▶ [Material provided]:
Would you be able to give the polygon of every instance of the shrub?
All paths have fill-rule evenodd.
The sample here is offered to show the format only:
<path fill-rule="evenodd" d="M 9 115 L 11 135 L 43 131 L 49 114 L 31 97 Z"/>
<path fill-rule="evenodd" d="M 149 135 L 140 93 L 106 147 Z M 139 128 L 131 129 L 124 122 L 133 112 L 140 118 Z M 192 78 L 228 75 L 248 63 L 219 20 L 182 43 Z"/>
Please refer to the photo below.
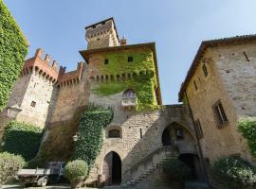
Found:
<path fill-rule="evenodd" d="M 27 42 L 0 0 L 0 112 L 5 108 L 27 53 Z"/>
<path fill-rule="evenodd" d="M 247 140 L 251 155 L 256 157 L 256 118 L 242 118 L 238 122 L 238 129 Z"/>
<path fill-rule="evenodd" d="M 191 168 L 178 159 L 171 159 L 163 163 L 164 173 L 172 180 L 183 181 L 192 175 Z"/>
<path fill-rule="evenodd" d="M 88 173 L 87 163 L 82 160 L 68 162 L 64 167 L 64 177 L 69 180 L 74 186 L 82 182 Z"/>
<path fill-rule="evenodd" d="M 0 187 L 13 179 L 18 170 L 26 164 L 21 156 L 8 152 L 0 153 Z"/>
<path fill-rule="evenodd" d="M 37 126 L 11 121 L 5 128 L 3 151 L 21 155 L 26 161 L 35 157 L 40 146 L 43 129 Z"/>
<path fill-rule="evenodd" d="M 229 189 L 252 189 L 256 187 L 256 170 L 240 157 L 223 157 L 210 168 L 212 178 Z"/>

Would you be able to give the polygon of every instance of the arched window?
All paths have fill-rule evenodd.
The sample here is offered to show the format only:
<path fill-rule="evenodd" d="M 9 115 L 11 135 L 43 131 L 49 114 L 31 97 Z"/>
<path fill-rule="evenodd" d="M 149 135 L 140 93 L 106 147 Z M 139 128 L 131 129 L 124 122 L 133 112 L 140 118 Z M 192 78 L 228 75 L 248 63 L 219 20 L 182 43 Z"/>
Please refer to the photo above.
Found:
<path fill-rule="evenodd" d="M 122 97 L 123 98 L 134 98 L 134 97 L 136 97 L 136 93 L 133 90 L 128 89 L 123 93 Z"/>
<path fill-rule="evenodd" d="M 111 129 L 108 131 L 108 138 L 120 138 L 120 130 Z"/>

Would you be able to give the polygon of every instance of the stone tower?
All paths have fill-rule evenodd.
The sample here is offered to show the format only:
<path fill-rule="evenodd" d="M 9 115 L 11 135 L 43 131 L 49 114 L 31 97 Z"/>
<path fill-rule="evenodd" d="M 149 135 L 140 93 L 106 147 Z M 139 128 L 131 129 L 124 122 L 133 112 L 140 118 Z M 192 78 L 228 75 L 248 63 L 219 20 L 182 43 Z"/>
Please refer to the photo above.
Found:
<path fill-rule="evenodd" d="M 85 27 L 87 49 L 119 46 L 119 38 L 113 18 Z"/>

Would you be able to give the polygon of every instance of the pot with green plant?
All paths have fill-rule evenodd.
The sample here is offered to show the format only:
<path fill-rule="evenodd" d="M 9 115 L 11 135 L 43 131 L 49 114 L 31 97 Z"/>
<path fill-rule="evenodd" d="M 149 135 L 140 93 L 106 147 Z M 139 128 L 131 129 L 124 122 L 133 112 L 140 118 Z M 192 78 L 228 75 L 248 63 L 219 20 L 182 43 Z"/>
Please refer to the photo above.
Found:
<path fill-rule="evenodd" d="M 164 162 L 162 168 L 166 177 L 177 188 L 184 188 L 185 180 L 192 175 L 191 168 L 180 160 L 174 158 Z"/>
<path fill-rule="evenodd" d="M 70 181 L 71 188 L 81 187 L 87 173 L 87 163 L 82 160 L 68 162 L 64 168 L 64 177 Z"/>

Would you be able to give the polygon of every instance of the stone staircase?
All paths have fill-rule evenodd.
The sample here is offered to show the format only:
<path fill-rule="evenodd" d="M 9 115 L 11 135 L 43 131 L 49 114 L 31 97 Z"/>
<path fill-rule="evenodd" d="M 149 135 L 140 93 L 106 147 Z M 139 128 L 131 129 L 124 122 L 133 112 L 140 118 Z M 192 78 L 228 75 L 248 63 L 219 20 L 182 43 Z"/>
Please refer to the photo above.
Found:
<path fill-rule="evenodd" d="M 165 161 L 178 157 L 176 146 L 163 146 L 152 152 L 124 173 L 124 181 L 119 188 L 133 188 L 152 174 L 157 167 L 161 166 Z M 113 188 L 113 189 L 118 189 Z"/>

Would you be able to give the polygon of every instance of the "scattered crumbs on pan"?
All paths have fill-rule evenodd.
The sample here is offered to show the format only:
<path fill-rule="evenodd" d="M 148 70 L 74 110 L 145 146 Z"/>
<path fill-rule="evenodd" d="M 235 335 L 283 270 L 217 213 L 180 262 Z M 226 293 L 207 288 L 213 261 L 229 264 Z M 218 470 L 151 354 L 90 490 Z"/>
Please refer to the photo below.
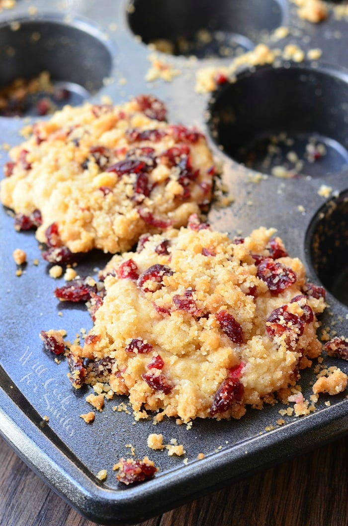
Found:
<path fill-rule="evenodd" d="M 91 424 L 94 421 L 96 413 L 93 411 L 90 411 L 88 413 L 80 414 L 80 418 L 82 418 L 87 424 Z"/>
<path fill-rule="evenodd" d="M 103 480 L 106 480 L 107 477 L 108 476 L 108 471 L 106 469 L 101 469 L 100 471 L 98 471 L 96 476 L 99 480 L 102 482 Z"/>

▶ [What is required]:
Please convert the lines above into a two-column CSV with the headers input and output, with one row for each time outlines are asked for. Put the wording of the ask in input and the path lines found for it in output, quoting each field, replacing line breaks with spaces, and leaving the pictures out.

▶ [Task answer]:
input,output
"Would you be able to give the polygon of every instance of the shrub? All paths have fill-rule evenodd. The sample here is offered to show the format only: <path fill-rule=""evenodd"" d=""M 9 115 L 11 135 L 43 131 L 49 114 L 31 97 Z""/> <path fill-rule=""evenodd"" d=""M 149 135 L 140 93 L 106 147 Z M 139 128 L 131 129 L 124 122 L 133 112 L 140 118 Z M 192 78 L 228 75 L 248 63 L 219 20 L 182 43 Z""/> Please refer to the photo below. Found:","<path fill-rule=""evenodd"" d=""M 27 42 L 0 0 L 0 112 L 5 108 L 27 53 Z""/> <path fill-rule=""evenodd"" d=""M 247 140 L 251 155 L 256 157 L 256 118 L 242 118 L 238 122 L 238 129 Z""/> <path fill-rule=""evenodd"" d=""M 191 168 L 178 159 L 171 159 L 163 163 L 164 173 L 172 180 L 183 181 L 192 175 Z""/> <path fill-rule=""evenodd"" d=""M 88 173 L 87 163 L 82 160 L 68 162 L 64 167 L 64 177 L 69 180 L 74 186 L 82 182 Z""/> <path fill-rule=""evenodd"" d=""M 0 187 L 13 179 L 18 170 L 26 164 L 21 156 L 8 152 L 0 153 Z""/> <path fill-rule=""evenodd"" d=""M 37 126 L 11 121 L 5 128 L 3 151 L 21 155 L 26 161 L 35 157 L 40 146 L 43 129 Z""/> <path fill-rule=""evenodd"" d=""M 229 189 L 252 189 L 256 187 L 256 170 L 240 157 L 223 157 L 210 168 L 212 178 Z""/>"
"Would you be able to give the polygon of every instance of the arched window? All paths have fill-rule evenodd. The sample here is offered to show the format only: <path fill-rule=""evenodd"" d=""M 9 115 L 11 135 L 43 131 L 49 114 L 31 97 Z""/> <path fill-rule=""evenodd"" d=""M 149 135 L 140 93 L 106 147 Z M 139 128 L 131 129 L 124 122 L 133 112 L 140 118 Z M 192 78 L 228 75 L 248 63 L 219 20 L 182 43 Z""/> Please refer to the photo above. Found:","<path fill-rule=""evenodd"" d=""M 122 97 L 123 98 L 134 98 L 134 97 L 136 97 L 136 93 L 133 90 L 128 89 L 123 93 Z""/> <path fill-rule=""evenodd"" d=""M 111 129 L 108 131 L 108 138 L 120 138 L 120 130 Z""/>"
"Would you be able to give the polygon of every instance of the stone tower? All paths have fill-rule evenodd. The sample here is offered to show the format only: <path fill-rule=""evenodd"" d=""M 9 115 L 11 135 L 43 131 L 49 114 L 31 97 Z""/> <path fill-rule=""evenodd"" d=""M 149 135 L 140 93 L 106 147 Z M 139 128 L 131 129 L 124 122 L 133 112 L 140 118 Z M 192 78 L 228 75 L 248 63 L 219 20 L 182 43 Z""/> Please refer to the photo above. Found:","<path fill-rule=""evenodd"" d=""M 85 27 L 87 49 L 119 46 L 119 38 L 113 18 Z""/>"
"Would you be able to give the polygon of every instance of the pot with green plant? All paths have fill-rule evenodd. The sample here is offered to show the format only: <path fill-rule=""evenodd"" d=""M 9 115 L 11 135 L 43 131 L 49 114 L 31 97 Z""/> <path fill-rule=""evenodd"" d=""M 149 135 L 140 93 L 106 147 Z M 139 128 L 131 129 L 124 122 L 133 112 L 140 118 Z M 192 78 L 228 75 L 248 63 L 219 20 L 182 43 Z""/> Please refer to the photo above. Found:","<path fill-rule=""evenodd"" d=""M 164 162 L 162 168 L 166 177 L 177 188 L 184 188 L 185 180 L 192 175 L 191 168 L 180 160 L 174 158 Z""/> <path fill-rule=""evenodd"" d=""M 70 181 L 71 188 L 81 187 L 87 173 L 87 163 L 82 160 L 68 162 L 64 168 L 64 177 Z""/>"
"Would you be able to give the polygon of every instance of the stone staircase? All paths have fill-rule evenodd. The sample here is offered to show the format only: <path fill-rule=""evenodd"" d=""M 9 115 L 11 135 L 43 131 L 49 114 L 31 97 Z""/> <path fill-rule=""evenodd"" d=""M 149 135 L 140 93 L 106 147 Z M 139 128 L 131 129 L 124 122 L 133 112 L 140 118 Z M 192 78 L 228 75 L 248 63 L 219 20 L 182 43 Z""/> Please refer to the photo above. Found:","<path fill-rule=""evenodd"" d=""M 165 161 L 178 157 L 176 146 L 163 146 L 152 152 L 124 173 L 124 181 L 119 188 L 133 188 L 152 174 L 157 167 L 161 166 Z M 113 188 L 113 189 L 118 189 Z""/>"
"Would you be able to give the polygon of every instance of the ""scattered crumbs on pan""? All paths have fill-rule evenodd. The sample here is offered to show the format only: <path fill-rule=""evenodd"" d=""M 148 70 L 74 110 L 145 146 Z""/> <path fill-rule=""evenodd"" d=""M 235 335 L 283 270 L 217 213 L 180 262 Z M 226 293 L 207 288 L 213 261 L 229 264 Z M 218 470 L 151 354 L 90 490 Z""/> Please refer to the photo below. Found:","<path fill-rule=""evenodd"" d=""M 91 424 L 94 421 L 96 413 L 93 411 L 90 411 L 88 413 L 80 414 L 80 418 L 82 418 L 87 424 Z""/> <path fill-rule=""evenodd"" d=""M 103 480 L 106 480 L 107 477 L 108 476 L 108 471 L 106 469 L 101 469 L 100 471 L 98 471 L 96 476 L 99 480 L 102 482 Z""/>"